Extracted data entries:
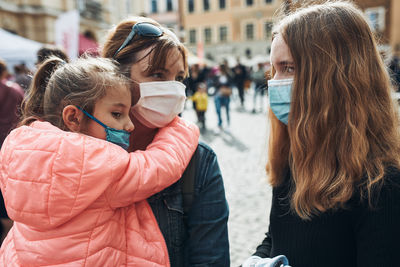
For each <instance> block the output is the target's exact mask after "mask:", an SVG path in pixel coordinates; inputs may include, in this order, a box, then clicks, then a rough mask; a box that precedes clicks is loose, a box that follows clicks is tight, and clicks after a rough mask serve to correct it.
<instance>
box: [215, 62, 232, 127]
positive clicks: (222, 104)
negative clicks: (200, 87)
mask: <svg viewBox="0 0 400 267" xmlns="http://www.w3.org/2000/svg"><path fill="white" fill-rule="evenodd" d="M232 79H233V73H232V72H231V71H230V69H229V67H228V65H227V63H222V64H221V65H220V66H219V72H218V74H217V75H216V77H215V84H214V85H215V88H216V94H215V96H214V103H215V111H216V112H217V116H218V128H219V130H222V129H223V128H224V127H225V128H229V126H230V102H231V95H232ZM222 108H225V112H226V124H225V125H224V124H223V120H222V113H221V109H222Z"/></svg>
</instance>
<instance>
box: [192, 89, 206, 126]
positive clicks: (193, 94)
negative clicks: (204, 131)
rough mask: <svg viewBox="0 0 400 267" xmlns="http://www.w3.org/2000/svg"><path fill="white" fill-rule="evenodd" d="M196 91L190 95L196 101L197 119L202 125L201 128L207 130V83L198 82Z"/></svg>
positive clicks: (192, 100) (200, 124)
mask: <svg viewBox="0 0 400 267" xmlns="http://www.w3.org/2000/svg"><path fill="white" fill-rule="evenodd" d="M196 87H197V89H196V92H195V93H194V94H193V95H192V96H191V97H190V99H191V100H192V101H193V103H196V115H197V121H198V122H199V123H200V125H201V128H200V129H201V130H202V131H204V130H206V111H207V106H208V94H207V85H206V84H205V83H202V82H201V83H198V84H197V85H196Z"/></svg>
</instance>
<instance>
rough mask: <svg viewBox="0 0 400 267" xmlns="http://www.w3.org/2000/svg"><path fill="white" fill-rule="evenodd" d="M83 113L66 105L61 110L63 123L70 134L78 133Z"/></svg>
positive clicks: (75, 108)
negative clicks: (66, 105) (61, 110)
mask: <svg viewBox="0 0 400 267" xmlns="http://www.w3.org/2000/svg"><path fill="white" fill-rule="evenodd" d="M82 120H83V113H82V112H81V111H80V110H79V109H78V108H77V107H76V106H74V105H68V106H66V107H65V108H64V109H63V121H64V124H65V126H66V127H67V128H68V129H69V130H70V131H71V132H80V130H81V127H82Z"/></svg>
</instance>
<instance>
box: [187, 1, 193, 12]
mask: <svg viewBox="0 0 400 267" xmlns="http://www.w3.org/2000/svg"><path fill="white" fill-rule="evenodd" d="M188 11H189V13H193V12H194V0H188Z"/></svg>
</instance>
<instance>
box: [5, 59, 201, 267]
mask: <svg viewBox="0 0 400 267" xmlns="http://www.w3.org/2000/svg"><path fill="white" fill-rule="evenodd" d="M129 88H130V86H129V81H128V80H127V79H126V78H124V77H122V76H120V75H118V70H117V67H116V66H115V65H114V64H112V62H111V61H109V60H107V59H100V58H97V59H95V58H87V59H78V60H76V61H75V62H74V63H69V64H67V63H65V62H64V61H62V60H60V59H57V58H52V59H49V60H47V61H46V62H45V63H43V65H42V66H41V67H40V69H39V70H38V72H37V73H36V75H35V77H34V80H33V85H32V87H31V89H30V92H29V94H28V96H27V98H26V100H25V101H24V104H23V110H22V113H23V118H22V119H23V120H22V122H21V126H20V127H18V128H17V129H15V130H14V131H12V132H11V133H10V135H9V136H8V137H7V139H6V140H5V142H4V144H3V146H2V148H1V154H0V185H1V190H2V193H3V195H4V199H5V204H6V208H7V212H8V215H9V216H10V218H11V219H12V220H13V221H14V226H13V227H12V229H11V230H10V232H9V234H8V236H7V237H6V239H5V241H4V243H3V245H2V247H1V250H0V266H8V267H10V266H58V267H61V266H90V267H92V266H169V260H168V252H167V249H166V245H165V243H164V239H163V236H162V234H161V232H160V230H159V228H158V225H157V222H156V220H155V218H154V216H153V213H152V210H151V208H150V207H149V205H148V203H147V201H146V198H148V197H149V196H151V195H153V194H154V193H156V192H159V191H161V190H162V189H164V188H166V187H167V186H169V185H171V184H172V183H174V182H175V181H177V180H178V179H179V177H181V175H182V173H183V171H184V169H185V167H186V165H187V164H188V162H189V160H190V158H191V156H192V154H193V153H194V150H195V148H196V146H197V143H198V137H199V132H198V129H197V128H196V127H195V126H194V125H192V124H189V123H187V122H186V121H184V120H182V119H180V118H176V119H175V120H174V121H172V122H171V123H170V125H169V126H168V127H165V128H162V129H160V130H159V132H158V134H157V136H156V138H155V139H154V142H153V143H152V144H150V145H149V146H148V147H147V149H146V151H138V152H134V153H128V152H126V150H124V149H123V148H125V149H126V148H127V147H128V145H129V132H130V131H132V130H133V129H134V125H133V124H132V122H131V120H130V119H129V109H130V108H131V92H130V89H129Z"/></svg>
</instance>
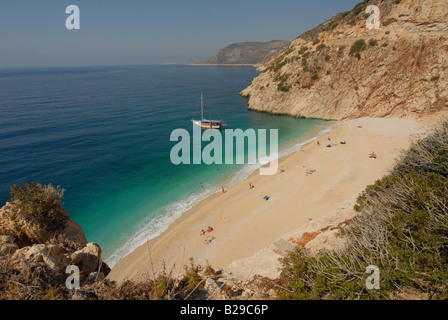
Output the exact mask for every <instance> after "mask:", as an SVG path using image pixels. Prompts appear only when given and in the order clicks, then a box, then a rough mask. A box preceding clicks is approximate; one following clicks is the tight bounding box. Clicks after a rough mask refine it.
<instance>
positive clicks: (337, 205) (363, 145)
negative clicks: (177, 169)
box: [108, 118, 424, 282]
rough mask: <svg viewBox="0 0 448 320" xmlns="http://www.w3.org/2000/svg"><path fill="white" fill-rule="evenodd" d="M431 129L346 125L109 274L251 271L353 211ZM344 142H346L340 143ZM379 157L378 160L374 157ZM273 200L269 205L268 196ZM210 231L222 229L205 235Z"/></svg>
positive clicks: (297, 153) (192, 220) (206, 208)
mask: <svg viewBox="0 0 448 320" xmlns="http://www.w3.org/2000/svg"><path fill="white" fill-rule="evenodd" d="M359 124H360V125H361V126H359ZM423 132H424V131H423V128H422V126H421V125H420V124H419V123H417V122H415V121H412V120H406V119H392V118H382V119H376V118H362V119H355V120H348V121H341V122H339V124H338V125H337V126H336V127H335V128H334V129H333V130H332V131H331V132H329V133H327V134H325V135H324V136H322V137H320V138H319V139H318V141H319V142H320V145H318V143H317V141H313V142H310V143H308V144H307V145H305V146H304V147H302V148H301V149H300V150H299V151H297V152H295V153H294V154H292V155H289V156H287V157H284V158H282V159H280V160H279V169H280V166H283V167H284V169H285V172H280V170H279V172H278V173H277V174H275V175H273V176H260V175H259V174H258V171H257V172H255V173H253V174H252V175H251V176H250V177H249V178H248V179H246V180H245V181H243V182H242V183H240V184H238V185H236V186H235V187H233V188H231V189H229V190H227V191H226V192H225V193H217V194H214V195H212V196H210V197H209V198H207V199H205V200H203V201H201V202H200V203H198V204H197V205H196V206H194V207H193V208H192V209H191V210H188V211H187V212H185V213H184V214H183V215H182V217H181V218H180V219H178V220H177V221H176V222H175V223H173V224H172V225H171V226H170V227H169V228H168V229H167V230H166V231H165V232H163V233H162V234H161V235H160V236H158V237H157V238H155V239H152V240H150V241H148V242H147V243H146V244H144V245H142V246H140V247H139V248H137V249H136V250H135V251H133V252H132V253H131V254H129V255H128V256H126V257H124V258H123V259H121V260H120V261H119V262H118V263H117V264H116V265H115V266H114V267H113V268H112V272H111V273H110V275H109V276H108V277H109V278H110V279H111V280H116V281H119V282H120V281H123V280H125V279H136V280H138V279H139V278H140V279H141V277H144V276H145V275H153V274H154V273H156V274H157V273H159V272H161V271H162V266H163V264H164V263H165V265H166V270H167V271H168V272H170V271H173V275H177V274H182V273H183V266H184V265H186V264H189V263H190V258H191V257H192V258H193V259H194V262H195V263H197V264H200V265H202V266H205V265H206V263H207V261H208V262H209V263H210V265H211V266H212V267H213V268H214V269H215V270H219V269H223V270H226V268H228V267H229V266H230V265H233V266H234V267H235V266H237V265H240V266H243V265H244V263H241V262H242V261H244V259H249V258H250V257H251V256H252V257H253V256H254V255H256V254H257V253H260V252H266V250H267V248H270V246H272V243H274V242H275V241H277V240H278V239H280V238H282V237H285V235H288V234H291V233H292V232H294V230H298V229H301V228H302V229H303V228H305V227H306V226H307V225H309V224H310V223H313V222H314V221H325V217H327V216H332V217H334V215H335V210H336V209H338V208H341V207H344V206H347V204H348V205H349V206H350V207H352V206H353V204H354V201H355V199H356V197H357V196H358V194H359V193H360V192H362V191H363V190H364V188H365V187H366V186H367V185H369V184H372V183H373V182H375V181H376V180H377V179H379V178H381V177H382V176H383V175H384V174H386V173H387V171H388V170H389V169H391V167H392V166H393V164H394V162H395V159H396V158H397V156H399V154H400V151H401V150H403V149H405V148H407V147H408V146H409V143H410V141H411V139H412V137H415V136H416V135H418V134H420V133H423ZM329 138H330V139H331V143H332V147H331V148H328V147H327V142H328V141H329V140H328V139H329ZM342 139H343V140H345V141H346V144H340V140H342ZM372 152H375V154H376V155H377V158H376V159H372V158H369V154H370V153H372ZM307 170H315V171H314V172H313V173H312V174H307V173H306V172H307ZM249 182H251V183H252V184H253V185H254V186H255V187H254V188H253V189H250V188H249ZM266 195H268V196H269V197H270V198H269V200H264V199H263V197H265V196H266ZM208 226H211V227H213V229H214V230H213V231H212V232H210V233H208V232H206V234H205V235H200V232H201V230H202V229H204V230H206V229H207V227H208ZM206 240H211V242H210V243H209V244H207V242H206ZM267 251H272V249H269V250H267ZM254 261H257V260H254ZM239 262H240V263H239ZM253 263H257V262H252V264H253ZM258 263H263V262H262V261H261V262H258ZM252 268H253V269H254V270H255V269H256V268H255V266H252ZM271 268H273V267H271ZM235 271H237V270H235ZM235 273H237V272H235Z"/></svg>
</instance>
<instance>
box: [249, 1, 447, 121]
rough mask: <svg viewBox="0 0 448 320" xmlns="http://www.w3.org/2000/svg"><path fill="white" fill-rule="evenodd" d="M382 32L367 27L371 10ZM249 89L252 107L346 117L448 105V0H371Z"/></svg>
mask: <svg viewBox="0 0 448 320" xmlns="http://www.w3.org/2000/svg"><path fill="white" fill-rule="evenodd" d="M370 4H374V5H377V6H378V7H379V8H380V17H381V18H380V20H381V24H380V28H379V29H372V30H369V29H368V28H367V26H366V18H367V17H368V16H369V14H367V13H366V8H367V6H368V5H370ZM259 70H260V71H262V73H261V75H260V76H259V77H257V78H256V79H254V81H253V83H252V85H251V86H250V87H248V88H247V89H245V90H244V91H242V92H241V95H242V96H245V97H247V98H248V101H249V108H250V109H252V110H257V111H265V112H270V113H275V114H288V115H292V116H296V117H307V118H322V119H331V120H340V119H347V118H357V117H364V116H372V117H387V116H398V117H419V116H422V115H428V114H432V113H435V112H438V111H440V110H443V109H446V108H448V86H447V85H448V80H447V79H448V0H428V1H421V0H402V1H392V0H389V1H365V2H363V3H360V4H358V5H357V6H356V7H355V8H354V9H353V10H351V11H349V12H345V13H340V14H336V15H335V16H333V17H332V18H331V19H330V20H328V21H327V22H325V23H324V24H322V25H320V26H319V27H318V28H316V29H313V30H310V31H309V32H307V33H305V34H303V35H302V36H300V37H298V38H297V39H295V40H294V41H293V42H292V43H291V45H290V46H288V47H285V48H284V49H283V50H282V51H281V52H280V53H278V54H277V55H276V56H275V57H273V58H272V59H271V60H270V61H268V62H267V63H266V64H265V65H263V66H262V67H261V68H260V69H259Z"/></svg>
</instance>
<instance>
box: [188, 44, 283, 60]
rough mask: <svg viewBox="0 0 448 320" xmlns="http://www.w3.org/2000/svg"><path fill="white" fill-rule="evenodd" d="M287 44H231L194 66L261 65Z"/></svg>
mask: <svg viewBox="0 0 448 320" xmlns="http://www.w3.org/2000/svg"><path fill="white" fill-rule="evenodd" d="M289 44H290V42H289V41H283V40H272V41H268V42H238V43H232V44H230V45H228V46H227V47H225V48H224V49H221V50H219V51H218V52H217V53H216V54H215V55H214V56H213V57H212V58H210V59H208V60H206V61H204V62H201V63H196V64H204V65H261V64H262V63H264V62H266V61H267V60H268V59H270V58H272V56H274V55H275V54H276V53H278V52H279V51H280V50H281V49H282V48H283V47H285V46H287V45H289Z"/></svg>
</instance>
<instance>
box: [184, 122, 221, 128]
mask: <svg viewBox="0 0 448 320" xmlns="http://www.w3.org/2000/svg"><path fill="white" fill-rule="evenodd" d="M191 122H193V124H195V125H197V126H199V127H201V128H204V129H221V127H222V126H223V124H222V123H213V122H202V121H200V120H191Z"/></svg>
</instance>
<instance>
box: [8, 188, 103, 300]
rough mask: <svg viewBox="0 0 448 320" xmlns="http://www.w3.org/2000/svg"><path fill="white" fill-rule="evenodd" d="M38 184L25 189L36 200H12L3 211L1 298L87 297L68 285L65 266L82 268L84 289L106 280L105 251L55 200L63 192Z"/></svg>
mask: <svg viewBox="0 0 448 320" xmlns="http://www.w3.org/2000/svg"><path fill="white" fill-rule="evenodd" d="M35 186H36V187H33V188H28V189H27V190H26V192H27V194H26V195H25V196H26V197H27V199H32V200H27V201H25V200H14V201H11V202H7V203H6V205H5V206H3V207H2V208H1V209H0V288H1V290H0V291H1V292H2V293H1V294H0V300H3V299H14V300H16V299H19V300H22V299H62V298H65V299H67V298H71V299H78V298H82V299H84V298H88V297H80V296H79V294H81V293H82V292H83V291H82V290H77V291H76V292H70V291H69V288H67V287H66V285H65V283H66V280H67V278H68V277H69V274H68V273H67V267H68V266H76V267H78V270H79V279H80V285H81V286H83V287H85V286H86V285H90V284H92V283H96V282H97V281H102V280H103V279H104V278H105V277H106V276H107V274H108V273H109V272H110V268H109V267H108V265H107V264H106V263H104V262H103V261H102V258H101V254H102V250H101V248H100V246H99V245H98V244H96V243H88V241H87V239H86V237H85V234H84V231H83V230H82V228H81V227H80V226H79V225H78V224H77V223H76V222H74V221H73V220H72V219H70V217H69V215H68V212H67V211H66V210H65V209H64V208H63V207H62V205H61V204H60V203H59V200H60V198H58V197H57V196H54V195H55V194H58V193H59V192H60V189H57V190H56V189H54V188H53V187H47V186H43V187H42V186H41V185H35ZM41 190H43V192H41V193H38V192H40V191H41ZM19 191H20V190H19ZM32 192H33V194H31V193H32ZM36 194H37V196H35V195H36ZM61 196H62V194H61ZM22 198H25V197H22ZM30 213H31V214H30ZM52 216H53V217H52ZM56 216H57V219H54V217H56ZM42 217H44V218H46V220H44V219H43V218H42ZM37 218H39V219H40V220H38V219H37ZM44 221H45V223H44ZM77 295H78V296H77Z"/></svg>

### Task requirements:
Word for word, give again the lines from the first entry to the line with "positive clicks: (222, 104)", inclusive. Exclude the pictures.

### Response below:
For each <instance> block the output is the target's exact mask after "mask:", an SVG path in pixel coordinates; inputs may include, in this order, a box, then clicks, then a rough mask; a box that precedes clicks is loose, a box that follows clicks is tight, and clicks after a rough mask serve to correct it.
<instance>
box: [215, 62, 232, 127]
positive clicks: (222, 104)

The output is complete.